The Ballet of Optometry

For my birthday, my boyfriend surprised me with tickets to the Nutcracker. Unfortunately, it was probably a bigger surprise to him; he didn’t realize it was a ballet!

As the first act started, I watched the little mice dance around the house. I was amazed at how such little children can be so talented, and how they can remember all the dance moves they have to do. Of course, getting in front of five people for a presentation makes me feel sick, so I was never a performer. I started thinking about all the practice these dancers, young and old, must put into this show before opening night. Do they even have to think about what they are doing, or have they memorized it so well that they are tuned out to the fact that they are in front of hundreds of people?

These questions made me think about performing an eye exam. By no means is performing an eye exam as tiring as performing a ballet, but in a sense, we optometrists are doing a dance. I remember practicing for my entrance tests practical my first year at ICO. An older student told me to get into a routine, make a playlist of the exams, and by the time the practical happened, I wouldn’t even have to think of what to do next. He told me to group similar exams that use the same tools together, so that you have a more fluid movement and there are no awkward pauses for your patient.

This year, while practicing for the Slit Lamp Exam, it was the same thing. I made a routine, and had a more fluid way to perform the tasks. When I was in the middle of my panic attack (Don’t Panic) at the beginning of first year, I was worried that I would freeze in front of my patients (again, I am very shy,) but someone told me that I should think of it as acting. Some of the best actors have very bad anxiety and are shy. They told me to walk into the exam room and play the role of the doctor, and then when I left the exam room, I could be shy once again. As I’ve learned my “performance,” I’ve become more relaxed when performing the tasks. It has become much easier than when I first began.

Watching the Nutcracker reminded me that we aren’t so different from these dancers. While at school, we are learning the routine and practicing. We are learning what to do if we fall out of balance, and need to do a different test. Once we are in the real world, we will be performing for our patients every day. I think that we should remember we are just as amazing as those little mice (just maybe not as fit).

**WORK INSTRUCTION**
In the essay on optometry and ballet, what did an older student say to group together when practicing exams? The records are separate material with no connection to the essay.

**SOURCE DATA**
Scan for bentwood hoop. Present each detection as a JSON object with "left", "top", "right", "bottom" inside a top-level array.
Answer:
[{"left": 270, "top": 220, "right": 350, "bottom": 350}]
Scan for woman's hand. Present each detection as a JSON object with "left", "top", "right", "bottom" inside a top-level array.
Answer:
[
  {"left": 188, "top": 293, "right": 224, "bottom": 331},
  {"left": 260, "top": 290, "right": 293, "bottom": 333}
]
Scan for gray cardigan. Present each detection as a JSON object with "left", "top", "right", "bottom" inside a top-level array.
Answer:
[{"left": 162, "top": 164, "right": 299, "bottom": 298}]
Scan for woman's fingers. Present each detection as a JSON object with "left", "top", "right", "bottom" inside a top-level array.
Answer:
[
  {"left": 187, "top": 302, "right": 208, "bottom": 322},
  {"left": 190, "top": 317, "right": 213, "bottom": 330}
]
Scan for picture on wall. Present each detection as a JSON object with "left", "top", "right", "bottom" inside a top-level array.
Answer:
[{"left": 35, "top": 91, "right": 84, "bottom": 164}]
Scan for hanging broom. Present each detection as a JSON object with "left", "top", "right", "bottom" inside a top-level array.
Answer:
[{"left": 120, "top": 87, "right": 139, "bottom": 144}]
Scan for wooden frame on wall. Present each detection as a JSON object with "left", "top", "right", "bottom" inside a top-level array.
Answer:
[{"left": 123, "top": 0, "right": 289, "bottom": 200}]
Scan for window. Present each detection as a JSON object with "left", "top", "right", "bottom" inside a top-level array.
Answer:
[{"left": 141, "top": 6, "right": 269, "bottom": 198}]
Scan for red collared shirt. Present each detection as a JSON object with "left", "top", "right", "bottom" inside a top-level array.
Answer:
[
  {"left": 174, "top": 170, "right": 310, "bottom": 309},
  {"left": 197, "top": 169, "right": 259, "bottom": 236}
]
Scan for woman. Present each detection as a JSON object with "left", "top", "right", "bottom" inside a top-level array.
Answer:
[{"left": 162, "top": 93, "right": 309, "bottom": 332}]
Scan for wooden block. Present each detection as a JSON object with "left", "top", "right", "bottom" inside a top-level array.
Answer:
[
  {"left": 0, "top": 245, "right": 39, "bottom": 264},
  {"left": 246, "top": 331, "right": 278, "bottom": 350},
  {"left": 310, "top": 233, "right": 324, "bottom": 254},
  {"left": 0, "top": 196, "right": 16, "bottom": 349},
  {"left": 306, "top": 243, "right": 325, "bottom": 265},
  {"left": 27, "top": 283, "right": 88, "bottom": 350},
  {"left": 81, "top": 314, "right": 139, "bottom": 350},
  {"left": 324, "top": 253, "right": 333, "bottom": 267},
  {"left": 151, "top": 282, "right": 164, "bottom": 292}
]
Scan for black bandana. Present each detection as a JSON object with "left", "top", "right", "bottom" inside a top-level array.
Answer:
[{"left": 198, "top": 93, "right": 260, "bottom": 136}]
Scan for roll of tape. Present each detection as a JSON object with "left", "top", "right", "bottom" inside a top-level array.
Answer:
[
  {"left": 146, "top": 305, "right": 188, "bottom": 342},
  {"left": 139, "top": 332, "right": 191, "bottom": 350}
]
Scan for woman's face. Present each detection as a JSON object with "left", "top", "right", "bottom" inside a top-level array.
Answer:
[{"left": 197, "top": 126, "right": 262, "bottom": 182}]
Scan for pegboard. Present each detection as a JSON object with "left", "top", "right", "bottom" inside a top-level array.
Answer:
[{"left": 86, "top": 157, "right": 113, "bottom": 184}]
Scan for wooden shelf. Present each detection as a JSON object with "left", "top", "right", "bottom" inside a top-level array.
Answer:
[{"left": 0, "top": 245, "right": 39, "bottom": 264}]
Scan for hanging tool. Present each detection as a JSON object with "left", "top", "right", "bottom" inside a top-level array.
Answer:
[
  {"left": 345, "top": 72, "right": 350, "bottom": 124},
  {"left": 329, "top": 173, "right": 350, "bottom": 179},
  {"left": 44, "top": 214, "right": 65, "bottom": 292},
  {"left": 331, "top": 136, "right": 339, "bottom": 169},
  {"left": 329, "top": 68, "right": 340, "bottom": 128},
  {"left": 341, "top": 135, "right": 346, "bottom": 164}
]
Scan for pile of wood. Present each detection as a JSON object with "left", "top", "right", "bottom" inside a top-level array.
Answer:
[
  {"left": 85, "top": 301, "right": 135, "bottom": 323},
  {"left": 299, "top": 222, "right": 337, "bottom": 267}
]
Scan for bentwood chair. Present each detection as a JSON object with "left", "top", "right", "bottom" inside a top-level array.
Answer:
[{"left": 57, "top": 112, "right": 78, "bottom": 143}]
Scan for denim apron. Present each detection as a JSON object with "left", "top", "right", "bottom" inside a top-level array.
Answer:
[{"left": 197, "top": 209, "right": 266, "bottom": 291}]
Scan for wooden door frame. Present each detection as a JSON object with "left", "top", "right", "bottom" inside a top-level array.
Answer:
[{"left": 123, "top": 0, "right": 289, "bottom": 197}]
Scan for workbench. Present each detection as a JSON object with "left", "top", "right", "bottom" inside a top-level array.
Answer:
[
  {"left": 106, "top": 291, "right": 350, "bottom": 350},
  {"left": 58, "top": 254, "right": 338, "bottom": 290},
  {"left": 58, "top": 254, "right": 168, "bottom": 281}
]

**EXPECTED ANSWER**
Similar exams that use the same tools.